Given text:

Governor Helen Kilpatrick in a statement Wednesday, said, “The RCIPS and its leadership have my support and confidence,” in response to an announcement by independent and opposition legislators that they intend to bring a legislative motion of “no confidence” in the governance of the Royal Cayman Islands Police Service.
The motion, filed Wednesday with the Legislative Assembly clerks office, was signed by eight assembly members.
The five independent and three opposition party members are seeking an immediate assembly meeting, suggesting the meeting could be held as early as next Wednesday, to debate the issue. A separate private members’ motion filed by Opposition Leader McKeeva Bush seeking an independent review of the police response to a recent report of five missing boaters near 12 Mile Bank is proposed to be debated during the emergency meeting.
The resolution section of the motion states, in part: “The Legislative Assembly does declare a lack of confidence in the RCIPS and the governance of the RCIPS and ask[s] the governor to appoint an independent team to review the police methodology of administration and to identify a Caymanian to lead the RCIPS.”
In her response, Governor Kilpatrick said, “The Cayman Islands have seen a recent fall in crime and continues to be amongst the safest communities in the Caribbean. This is a testament to the professionalism and dedication of RCIPS officers and staff. The RCIPS needs and deserves the support of our community to do their vital work.
“I accept that there have been failings and that these can happen in any frontline organisations with over 400 staff. This is not to excuse such failings, for example the totally unacceptable response to a recent burglary in the North Side. Incidents where the public does not get the service that they expect must be fully investigated, those responsible subject to disciplinary proceedings and procedures improved to ensure that it does not happen again.”
East End MLA Arden McLean, who will move the motion in the House, said this was not an attempt by lawmakers to target Mr. Baines.
Rather, Mr. McLean said it had a wider aim to address governance failures that legislators believe have led to systemic problems within the police service. These difficulties, lawmakers said, have led to residents’ frustration and fear, a lack of response to certain crimes, discrimination against Caymanians within the police force and failure to prosecute crimes successfully.
Speaker of the House Juliana O’Connor-Connolly must decide on when such a meeting would be held, but she cannot ignore the call for a special meeting if at least seven lawmakers sign the request.
In this case, the eight legislators signing include opposition MLAs McKeeva Bush, Bernie Bush and Capt. Eugene Ebanks and independents Mr. McLean, Ezzard Miller, Alva Suckoo, Winston Connolly and Anthony Eden.
Premier Alden McLaughlin said that while the opposition members were entitled to call for an emergency assembly meeting, they would have difficulty meeting requirements for a quorum with only eight members present, two shy of a legislative majority.
“This is just pure opposition politics,” Mr. McLaughlin said. “There’s no reason to hold an emergency meeting over this [topic].”
A regular Legislative Assembly meeting has been set for Monday, April 25 to take up several bills, including new amendments to the Companies Law and the Standards in Public Life Bill.
The Legislative Assembly has not met since November.
Mr. McLaughlin said government would be happy to entertain the two private members’ motions discussed at Wednesday’s press conference during the regular assembly meeting.

Listed records:
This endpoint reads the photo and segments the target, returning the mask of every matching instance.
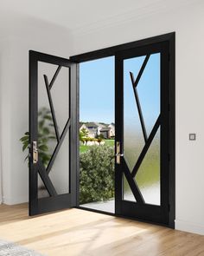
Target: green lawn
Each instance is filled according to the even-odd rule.
[[[111,147],[114,147],[114,140],[104,140],[105,141],[105,144],[104,145],[107,145],[107,146],[111,146]],[[87,151],[90,147],[92,146],[86,146],[86,145],[80,145],[80,153],[85,153],[86,151]]]

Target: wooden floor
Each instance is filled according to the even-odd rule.
[[[0,239],[51,256],[204,255],[204,236],[79,209],[28,217],[0,206]]]

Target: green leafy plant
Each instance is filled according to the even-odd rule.
[[[80,131],[80,141],[85,143],[85,139],[88,136],[88,131],[86,128],[82,128]]]
[[[38,153],[39,158],[45,167],[48,166],[51,154],[49,152],[48,142],[56,140],[53,124],[51,112],[47,108],[41,108],[38,112]],[[29,133],[24,133],[20,139],[22,143],[22,151],[29,149]],[[25,161],[29,160],[29,154]]]
[[[80,204],[108,200],[114,195],[114,148],[92,146],[80,154]]]

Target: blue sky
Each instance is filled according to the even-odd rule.
[[[136,122],[134,116],[137,115],[137,109],[130,71],[136,78],[143,59],[144,56],[141,56],[124,62],[124,115],[125,121],[131,125]],[[114,122],[114,57],[80,63],[80,121]],[[160,54],[150,56],[137,90],[150,130],[160,112]]]
[[[114,57],[80,64],[80,120],[114,122]]]

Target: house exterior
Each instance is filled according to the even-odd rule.
[[[87,130],[87,137],[96,138],[102,135],[105,139],[111,139],[115,136],[115,124],[105,124],[101,122],[80,122],[80,131],[83,128]]]

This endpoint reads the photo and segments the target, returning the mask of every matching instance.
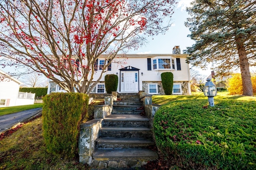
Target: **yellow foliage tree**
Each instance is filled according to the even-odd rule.
[[[254,94],[256,94],[256,74],[252,75],[251,78],[252,84],[252,89]],[[241,74],[234,74],[228,80],[228,90],[229,94],[241,95],[243,94],[243,86]]]

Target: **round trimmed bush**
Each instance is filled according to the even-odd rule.
[[[171,95],[173,87],[173,74],[171,72],[163,72],[161,74],[162,84],[166,95]]]
[[[115,74],[107,74],[105,76],[105,88],[107,93],[110,94],[117,90],[118,77]]]

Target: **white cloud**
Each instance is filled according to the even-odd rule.
[[[186,7],[191,6],[190,3],[193,0],[180,0],[178,2],[177,8],[180,8],[181,11],[186,10]]]
[[[151,53],[151,51],[149,51],[141,52],[140,53],[138,53],[136,54],[150,54],[150,53]]]

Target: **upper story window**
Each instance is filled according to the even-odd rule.
[[[174,59],[170,57],[168,59],[164,59],[154,57],[152,61],[151,60],[151,58],[147,59],[148,70],[152,70],[152,66],[153,70],[158,69],[181,70],[180,59],[179,58]],[[152,61],[153,61],[153,63],[152,63]]]
[[[105,84],[103,83],[97,84],[97,93],[105,93]]]
[[[153,60],[153,69],[175,69],[174,60],[171,59],[157,59]]]
[[[99,61],[99,69],[102,70],[104,67],[104,64],[105,64],[105,60],[100,60]]]

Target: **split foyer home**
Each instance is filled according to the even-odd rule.
[[[186,63],[187,56],[180,53],[179,46],[174,47],[172,54],[118,55],[90,94],[106,94],[105,75],[114,74],[118,77],[118,93],[144,91],[147,95],[164,95],[161,74],[172,72],[174,75],[172,94],[190,95],[189,66]],[[104,55],[97,60],[94,80],[99,77],[105,62]],[[58,85],[50,81],[48,94],[52,92],[64,92]]]

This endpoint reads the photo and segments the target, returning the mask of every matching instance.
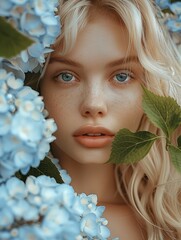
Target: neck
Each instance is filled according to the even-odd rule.
[[[60,165],[66,169],[72,178],[71,185],[77,193],[96,194],[98,204],[123,203],[116,188],[114,165],[112,164],[82,164],[70,159],[64,154],[56,154]],[[61,155],[61,156],[60,156]]]

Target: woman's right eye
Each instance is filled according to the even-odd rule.
[[[74,81],[75,76],[68,72],[62,72],[56,76],[56,80],[64,83],[68,83],[68,82]]]

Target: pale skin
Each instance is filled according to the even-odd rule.
[[[126,29],[112,16],[94,14],[70,52],[61,56],[55,50],[40,85],[58,126],[52,153],[70,174],[76,192],[97,194],[98,204],[106,206],[111,238],[140,240],[134,213],[117,192],[114,165],[105,164],[113,137],[101,146],[100,136],[86,136],[85,144],[75,137],[77,130],[89,127],[100,132],[103,127],[113,135],[121,128],[136,131],[143,114],[143,69],[134,49],[127,55]]]

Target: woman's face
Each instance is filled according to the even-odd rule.
[[[53,149],[60,160],[105,163],[118,130],[137,130],[143,69],[128,42],[118,20],[97,14],[70,52],[51,55],[40,89],[58,125]]]

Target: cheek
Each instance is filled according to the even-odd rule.
[[[119,128],[136,131],[143,116],[141,89],[134,88],[131,91],[122,92],[112,104],[112,109],[119,120]]]

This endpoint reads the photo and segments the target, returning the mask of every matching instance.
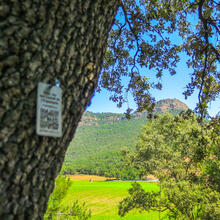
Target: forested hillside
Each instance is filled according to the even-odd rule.
[[[155,113],[178,112],[188,107],[177,99],[156,103]],[[123,168],[122,150],[135,149],[135,143],[147,113],[124,114],[85,112],[74,140],[66,153],[64,173],[84,173],[117,178],[138,177],[135,169]]]

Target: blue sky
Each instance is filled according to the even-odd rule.
[[[122,19],[123,18],[119,18]],[[194,28],[195,24],[198,23],[197,15],[190,16],[190,22],[192,24],[192,28]],[[181,38],[177,33],[169,36],[171,42],[173,43],[181,43]],[[182,54],[181,60],[177,65],[176,71],[177,74],[174,76],[170,76],[168,72],[163,74],[161,79],[161,83],[163,85],[162,90],[151,90],[151,94],[155,97],[156,101],[167,98],[177,98],[180,101],[184,102],[190,109],[194,110],[196,107],[196,103],[198,103],[198,91],[195,91],[192,96],[188,97],[188,99],[184,98],[183,92],[185,91],[186,85],[191,80],[192,69],[189,69],[186,65],[188,57]],[[218,65],[218,68],[220,65]],[[155,74],[151,71],[145,74],[146,70],[140,69],[141,75],[144,75],[151,80],[155,80]],[[95,93],[95,96],[92,98],[91,105],[87,108],[88,111],[92,112],[114,112],[114,113],[124,113],[128,108],[127,104],[124,104],[121,108],[117,108],[116,103],[113,103],[109,100],[110,93],[102,89],[100,93]],[[129,107],[136,110],[136,106],[132,97],[128,97]],[[211,116],[215,116],[220,111],[220,97],[212,103],[209,104],[209,114]]]
[[[169,73],[165,73],[162,77],[162,90],[151,90],[152,95],[155,97],[156,101],[167,98],[177,98],[180,101],[184,102],[190,109],[194,109],[196,107],[196,103],[198,102],[198,92],[194,92],[192,96],[190,96],[187,100],[184,98],[182,94],[187,83],[190,82],[191,76],[190,70],[186,66],[186,59],[183,57],[180,63],[177,66],[177,74],[174,76],[170,76]],[[142,74],[144,74],[144,70],[142,70]],[[150,76],[151,75],[151,76]],[[149,78],[155,79],[154,74],[150,73],[150,75],[146,75]],[[113,103],[109,100],[110,93],[104,89],[100,93],[95,93],[95,96],[92,98],[91,105],[87,108],[88,111],[91,112],[114,112],[114,113],[124,113],[127,109],[127,104],[124,104],[122,108],[117,108],[116,103]],[[132,97],[129,97],[129,107],[132,109],[136,109],[135,103],[132,100]],[[220,98],[218,98],[215,102],[212,102],[209,105],[209,114],[211,116],[215,116],[220,111]]]

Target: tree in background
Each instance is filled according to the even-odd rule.
[[[175,219],[220,217],[220,120],[200,125],[192,113],[166,113],[143,126],[130,162],[158,178],[162,193],[139,184],[120,203],[119,214],[133,208],[166,212]]]
[[[219,45],[213,38],[219,35],[218,7],[213,0],[2,0],[0,218],[43,218],[65,151],[97,87],[106,48],[100,86],[114,93],[111,99],[120,107],[126,101],[121,77],[130,77],[125,91],[132,91],[138,110],[149,111],[149,88],[161,84],[149,84],[138,68],[156,70],[158,78],[164,69],[174,74],[178,52],[185,51],[194,69],[185,95],[199,89],[204,116],[219,93]],[[190,15],[198,17],[194,28]],[[173,45],[171,33],[183,42]],[[63,91],[63,135],[38,136],[37,85],[55,78]]]

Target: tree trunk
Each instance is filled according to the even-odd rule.
[[[118,0],[1,0],[0,219],[42,219],[94,94]],[[39,82],[59,79],[61,138],[36,134]]]

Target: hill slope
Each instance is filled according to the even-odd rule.
[[[188,107],[177,99],[156,103],[156,112],[176,114]],[[62,170],[67,173],[119,175],[122,149],[135,149],[140,129],[147,122],[147,113],[134,113],[130,120],[124,114],[85,112],[74,140],[65,157]],[[130,171],[127,171],[130,172]]]

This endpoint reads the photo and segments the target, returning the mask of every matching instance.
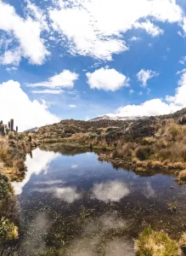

Exercises to complete:
(1) Extract the passage from the article on the no-confidence motion, starting with "Premier Alden McLaughlin" and going on through "met since November.".
(2) Name every legislator whom the article on the no-confidence motion lists as a signer of the motion.
The records have no role in this work.

Responses to the tasks:
(1)
Premier Alden McLaughlin said that while the opposition members were entitled to call for an emergency assembly meeting, they would have difficulty meeting requirements for a quorum with only eight members present, two shy of a legislative majority.
“This is just pure opposition politics,” Mr. McLaughlin said. “There’s no reason to hold an emergency meeting over this [topic].”
A regular Legislative Assembly meeting has been set for Monday, April 25 to take up several bills, including new amendments to the Companies Law and the Standards in Public Life Bill.
The Legislative Assembly has not met since November.

(2)
McKeeva Bush
Bernie Bush
Capt. Eugene Ebanks
Arden McLean
Ezzard Miller
Alva Suckoo
Winston Connolly
Anthony Eden